> Extracted text

----------

The team hypothesizes that blast- and impact-induced cavitation and subsequent bubble collapse also could damage myelin sheathing.
Haniff’s video of a microscale simulation of cavitation bubble collapse within the white matter axon fiber bundle introduces a pressure pulse from one side, causing asymmetric collapse of the bubbles, generating highly localized pressure pulses and microjetting that damages neighboring axons and their myelin sheathing.
The team studied how compressive wave amplitude and bubble size influenced microjetting strength.
“To assess damage potential from bubble collapse-induced microjetting, we looked at pressures and shear stresses downstream of the bubbles. The shear stresses in the myelin sheathing were considerably higher than the shear stresses in the axon core, indicating the myelin acts as a protective barrier,” Haniff said. “However, damage to this myelin sheathing could impair the transmission of nerve signals, which can lead to neurological problems.”
She’s focusing now on modeling cavitation damage within the blood-brain barrier, a semi-permeable vascular system that allows passage of nutrients and gases needed by the brain but blocks harmful toxins. A video simulation shows cavitation bubbles suddenly collapsing under pressure, drastically increasing pressure and shear loading on surrounding tissue, which can damage it. Simulations look at the effects of different bubble diameters, bubble density and pressure wave amplitudes on the degree of damage.

----------

> Task list
1. In the text on cavitation damage, what did the team study about microjetting strength?
2. Write out the text on cavitation damage from "Haniff’s video of" up to and including "influenced microjetting strength.", and swap "bubble size" for "bubble diameter".

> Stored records
----------

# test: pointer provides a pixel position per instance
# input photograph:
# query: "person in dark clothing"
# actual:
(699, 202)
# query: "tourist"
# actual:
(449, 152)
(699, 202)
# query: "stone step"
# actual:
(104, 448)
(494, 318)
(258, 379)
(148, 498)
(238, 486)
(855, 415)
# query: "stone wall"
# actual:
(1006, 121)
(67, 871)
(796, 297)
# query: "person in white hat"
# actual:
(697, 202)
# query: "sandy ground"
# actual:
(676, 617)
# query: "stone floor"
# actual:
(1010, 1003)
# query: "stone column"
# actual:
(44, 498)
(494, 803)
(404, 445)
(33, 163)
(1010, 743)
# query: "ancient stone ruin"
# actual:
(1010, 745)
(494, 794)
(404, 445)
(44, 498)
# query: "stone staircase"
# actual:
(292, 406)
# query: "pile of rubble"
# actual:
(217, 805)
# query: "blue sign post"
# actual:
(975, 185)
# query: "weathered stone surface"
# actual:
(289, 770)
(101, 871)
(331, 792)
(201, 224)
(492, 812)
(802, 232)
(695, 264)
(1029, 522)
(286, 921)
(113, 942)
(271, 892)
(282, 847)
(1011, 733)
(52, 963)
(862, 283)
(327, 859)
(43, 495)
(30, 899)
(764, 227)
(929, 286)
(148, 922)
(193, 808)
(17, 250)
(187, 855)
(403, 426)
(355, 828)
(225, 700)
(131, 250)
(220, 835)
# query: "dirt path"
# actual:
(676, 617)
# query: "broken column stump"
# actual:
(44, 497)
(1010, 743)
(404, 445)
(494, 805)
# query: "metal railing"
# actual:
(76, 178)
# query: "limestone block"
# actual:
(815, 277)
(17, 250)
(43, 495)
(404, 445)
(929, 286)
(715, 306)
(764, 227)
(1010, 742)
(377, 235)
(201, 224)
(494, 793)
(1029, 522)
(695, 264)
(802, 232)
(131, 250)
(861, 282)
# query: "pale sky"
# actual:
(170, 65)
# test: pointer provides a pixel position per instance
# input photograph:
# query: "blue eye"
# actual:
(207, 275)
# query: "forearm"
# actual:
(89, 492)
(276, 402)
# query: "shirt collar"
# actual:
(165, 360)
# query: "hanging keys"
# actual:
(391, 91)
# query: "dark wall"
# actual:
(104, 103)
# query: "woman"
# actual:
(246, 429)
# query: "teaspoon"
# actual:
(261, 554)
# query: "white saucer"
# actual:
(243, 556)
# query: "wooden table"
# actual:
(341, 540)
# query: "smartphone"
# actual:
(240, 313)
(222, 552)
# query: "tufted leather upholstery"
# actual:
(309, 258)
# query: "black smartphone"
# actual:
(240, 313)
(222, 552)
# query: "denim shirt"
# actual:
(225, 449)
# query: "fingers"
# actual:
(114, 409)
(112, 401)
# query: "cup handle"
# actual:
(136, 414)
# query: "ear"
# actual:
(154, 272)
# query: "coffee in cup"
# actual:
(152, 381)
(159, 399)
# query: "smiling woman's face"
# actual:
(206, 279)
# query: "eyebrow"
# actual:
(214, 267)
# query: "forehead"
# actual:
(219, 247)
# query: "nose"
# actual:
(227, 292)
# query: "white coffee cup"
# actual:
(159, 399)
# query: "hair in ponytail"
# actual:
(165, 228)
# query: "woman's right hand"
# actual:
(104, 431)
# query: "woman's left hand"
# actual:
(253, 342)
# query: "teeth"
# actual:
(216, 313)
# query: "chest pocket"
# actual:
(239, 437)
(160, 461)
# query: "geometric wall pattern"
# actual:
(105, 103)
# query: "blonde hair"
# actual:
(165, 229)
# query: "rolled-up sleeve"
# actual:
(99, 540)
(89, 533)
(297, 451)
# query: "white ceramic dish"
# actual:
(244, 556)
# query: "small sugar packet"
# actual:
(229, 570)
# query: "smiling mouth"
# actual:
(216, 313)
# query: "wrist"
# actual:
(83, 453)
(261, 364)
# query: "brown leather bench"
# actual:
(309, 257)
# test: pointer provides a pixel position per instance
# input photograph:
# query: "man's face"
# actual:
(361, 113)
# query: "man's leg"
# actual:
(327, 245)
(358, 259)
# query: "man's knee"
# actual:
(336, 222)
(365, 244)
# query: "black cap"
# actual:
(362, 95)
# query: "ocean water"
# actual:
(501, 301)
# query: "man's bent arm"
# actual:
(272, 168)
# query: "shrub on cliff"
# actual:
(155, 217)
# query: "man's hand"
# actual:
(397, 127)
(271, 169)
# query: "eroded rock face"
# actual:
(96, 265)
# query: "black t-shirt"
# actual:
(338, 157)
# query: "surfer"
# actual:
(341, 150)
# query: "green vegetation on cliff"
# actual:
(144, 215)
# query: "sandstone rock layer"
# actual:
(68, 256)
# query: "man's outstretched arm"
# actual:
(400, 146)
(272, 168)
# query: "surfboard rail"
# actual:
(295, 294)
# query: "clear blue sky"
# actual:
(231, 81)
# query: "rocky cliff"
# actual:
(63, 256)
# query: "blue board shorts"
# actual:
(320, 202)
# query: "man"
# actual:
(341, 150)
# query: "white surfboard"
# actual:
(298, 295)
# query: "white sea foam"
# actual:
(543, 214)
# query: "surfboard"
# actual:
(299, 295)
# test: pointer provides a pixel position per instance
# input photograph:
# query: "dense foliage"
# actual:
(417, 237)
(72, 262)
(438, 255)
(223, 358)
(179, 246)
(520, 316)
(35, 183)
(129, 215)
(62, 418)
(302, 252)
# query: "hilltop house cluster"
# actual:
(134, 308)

----------

> Solutions to the problems
1. The team studied how compressive wave amplitude and bubble size influenced microjetting strength.

2.
Haniff’s video of a microscale simulation of cavitation bubble collapse within the white matter axon fiber bundle introduces a pressure pulse from one side, causing asymmetric collapse of the bubbles, generating highly localized pressure pulses and microjetting that damages neighboring axons and their myelin sheathing.
The team studied how compressive wave amplitude and bubble diameter influenced microjetting strength.